What you are asked to do
Copy all the lines of the data that include the word "sock".

*** Opening Material for the task ***

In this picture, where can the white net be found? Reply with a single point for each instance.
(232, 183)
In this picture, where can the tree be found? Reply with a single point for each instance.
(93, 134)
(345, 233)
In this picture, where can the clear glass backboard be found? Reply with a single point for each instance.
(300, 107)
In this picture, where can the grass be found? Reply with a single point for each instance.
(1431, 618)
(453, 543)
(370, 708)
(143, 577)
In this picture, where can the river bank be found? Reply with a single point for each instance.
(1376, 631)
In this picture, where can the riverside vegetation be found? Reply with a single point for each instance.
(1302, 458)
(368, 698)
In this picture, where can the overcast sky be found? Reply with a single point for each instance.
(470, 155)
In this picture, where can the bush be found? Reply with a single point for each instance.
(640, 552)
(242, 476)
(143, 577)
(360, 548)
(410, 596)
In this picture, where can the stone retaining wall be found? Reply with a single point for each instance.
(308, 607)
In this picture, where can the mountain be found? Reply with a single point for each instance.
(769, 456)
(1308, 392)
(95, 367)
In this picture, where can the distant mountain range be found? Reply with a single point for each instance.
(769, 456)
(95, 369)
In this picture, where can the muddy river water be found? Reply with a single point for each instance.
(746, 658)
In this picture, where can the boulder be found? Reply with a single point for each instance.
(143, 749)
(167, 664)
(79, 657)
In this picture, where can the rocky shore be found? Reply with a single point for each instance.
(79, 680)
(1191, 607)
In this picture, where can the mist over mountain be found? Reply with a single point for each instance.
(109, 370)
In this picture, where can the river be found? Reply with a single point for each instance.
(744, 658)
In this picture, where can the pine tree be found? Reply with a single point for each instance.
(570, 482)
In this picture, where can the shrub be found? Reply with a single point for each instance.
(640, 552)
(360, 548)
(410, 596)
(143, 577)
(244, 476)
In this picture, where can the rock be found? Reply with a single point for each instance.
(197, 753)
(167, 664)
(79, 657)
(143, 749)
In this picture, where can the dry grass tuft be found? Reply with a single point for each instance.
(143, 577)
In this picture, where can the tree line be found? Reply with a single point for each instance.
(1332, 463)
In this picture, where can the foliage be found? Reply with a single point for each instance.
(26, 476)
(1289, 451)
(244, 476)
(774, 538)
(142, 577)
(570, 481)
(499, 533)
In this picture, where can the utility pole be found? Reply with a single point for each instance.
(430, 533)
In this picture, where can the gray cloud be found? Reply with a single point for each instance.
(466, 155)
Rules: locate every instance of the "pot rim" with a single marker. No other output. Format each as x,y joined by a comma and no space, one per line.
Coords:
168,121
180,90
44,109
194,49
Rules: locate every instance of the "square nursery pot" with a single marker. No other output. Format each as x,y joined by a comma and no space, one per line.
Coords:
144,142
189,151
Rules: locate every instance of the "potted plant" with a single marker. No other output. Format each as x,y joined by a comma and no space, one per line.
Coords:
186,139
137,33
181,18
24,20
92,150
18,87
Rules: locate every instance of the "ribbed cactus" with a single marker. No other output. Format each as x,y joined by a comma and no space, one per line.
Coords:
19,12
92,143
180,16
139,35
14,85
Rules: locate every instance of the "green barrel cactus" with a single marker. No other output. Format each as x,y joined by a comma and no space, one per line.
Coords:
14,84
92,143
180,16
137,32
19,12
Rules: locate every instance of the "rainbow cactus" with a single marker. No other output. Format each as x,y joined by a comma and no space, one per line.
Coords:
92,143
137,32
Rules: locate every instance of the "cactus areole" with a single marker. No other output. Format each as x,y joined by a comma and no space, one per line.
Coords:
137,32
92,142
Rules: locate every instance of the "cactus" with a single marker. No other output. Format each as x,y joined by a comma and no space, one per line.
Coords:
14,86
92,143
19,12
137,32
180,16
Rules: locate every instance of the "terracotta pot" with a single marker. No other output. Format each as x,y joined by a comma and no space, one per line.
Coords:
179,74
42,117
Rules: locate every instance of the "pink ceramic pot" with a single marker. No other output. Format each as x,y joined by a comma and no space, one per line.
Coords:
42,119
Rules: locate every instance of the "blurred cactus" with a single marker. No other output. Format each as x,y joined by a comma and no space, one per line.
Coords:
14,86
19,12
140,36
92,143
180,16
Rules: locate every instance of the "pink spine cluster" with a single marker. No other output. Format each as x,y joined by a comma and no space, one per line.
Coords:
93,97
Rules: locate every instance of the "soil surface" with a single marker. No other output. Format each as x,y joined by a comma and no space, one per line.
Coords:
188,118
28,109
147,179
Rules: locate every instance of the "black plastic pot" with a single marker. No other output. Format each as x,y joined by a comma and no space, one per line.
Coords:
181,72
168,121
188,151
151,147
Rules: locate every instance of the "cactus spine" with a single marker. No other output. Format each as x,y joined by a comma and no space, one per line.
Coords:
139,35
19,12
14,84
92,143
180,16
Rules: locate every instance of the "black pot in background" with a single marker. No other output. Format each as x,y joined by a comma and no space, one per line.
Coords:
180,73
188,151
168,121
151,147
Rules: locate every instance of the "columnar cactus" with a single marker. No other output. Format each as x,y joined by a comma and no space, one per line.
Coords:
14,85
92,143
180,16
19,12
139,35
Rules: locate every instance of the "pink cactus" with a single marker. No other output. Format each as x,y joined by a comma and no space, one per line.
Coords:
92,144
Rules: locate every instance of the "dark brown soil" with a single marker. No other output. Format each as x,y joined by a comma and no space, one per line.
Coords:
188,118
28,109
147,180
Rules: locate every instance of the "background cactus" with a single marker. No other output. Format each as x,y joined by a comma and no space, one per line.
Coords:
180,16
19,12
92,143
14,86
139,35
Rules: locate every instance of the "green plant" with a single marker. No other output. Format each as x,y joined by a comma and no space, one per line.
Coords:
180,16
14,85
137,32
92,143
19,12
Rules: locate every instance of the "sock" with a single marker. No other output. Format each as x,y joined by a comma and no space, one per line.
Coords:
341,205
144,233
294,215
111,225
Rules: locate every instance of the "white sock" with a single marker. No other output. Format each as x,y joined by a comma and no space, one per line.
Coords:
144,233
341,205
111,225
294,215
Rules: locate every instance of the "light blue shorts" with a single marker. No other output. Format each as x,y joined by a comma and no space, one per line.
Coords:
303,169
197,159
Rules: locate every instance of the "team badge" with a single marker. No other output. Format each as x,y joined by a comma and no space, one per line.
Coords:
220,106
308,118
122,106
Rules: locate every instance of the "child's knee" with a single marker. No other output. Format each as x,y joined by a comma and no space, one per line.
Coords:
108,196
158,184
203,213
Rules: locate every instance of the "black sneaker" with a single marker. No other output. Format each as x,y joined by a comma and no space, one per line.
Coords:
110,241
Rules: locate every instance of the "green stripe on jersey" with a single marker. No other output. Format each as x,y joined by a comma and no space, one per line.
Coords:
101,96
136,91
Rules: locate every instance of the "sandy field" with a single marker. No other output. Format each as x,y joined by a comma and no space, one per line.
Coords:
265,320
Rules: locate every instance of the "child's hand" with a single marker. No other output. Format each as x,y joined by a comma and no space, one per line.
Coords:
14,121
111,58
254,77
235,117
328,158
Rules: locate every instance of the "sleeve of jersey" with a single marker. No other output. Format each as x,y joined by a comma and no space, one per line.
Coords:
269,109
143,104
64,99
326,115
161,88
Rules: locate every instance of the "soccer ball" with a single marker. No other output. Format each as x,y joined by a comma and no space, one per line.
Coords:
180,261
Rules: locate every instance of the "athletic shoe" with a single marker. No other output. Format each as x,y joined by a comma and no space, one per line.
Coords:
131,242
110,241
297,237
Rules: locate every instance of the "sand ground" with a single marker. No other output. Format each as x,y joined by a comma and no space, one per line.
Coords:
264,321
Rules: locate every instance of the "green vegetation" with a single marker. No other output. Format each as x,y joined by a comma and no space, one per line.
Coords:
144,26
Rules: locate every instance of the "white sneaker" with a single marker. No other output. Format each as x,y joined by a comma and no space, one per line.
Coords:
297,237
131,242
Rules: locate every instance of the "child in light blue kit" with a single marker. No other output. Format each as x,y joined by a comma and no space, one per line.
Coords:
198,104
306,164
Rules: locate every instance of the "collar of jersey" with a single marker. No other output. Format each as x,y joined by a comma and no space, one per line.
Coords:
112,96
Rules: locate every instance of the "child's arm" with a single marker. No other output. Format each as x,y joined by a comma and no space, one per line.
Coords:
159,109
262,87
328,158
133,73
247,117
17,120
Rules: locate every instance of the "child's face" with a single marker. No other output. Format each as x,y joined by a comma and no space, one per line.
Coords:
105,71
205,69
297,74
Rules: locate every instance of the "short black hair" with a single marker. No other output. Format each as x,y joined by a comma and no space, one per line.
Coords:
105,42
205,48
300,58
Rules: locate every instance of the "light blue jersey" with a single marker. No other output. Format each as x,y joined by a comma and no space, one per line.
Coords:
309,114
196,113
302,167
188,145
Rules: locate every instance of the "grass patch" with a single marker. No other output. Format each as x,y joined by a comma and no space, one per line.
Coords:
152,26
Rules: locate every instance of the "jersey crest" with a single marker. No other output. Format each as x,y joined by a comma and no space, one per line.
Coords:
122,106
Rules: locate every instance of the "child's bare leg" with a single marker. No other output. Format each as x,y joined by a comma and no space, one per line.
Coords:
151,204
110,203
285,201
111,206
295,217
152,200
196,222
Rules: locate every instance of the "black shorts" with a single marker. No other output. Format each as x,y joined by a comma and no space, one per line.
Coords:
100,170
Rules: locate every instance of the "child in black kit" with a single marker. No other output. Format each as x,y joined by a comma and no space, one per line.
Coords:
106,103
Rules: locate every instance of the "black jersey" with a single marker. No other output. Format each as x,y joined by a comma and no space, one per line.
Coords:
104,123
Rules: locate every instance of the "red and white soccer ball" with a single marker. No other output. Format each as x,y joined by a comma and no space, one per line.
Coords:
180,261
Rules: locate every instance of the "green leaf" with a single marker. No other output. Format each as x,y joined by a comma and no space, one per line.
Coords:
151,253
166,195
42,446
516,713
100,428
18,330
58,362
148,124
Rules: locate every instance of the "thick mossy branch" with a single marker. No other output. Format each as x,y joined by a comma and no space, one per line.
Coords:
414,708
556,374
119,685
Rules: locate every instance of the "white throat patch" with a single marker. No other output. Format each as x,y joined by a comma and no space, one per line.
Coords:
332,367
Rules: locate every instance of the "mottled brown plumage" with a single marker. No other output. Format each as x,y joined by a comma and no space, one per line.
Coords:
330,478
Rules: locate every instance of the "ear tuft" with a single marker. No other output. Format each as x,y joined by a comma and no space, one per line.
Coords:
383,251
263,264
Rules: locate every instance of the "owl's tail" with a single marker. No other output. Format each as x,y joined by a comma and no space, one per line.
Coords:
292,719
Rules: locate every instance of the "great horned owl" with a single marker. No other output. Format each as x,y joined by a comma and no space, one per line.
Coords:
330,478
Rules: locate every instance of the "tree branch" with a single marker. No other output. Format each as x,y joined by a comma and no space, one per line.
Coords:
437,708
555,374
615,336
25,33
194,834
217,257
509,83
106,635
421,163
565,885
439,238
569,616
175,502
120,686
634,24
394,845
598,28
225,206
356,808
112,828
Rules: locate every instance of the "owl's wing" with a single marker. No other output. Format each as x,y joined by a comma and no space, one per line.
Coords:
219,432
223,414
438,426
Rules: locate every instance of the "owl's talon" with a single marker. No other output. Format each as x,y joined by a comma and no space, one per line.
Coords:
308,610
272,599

*** Closing Material for the task ***

Task answer
Rules: locate every instance of the "sock" with a single marker. No other output. Format each as x,y joined by a comma and no space, one per line.
Rules: locate every instance of the "white sock" with a single marker. No other output. Format each as x,y joined by a comma and no space, one per line.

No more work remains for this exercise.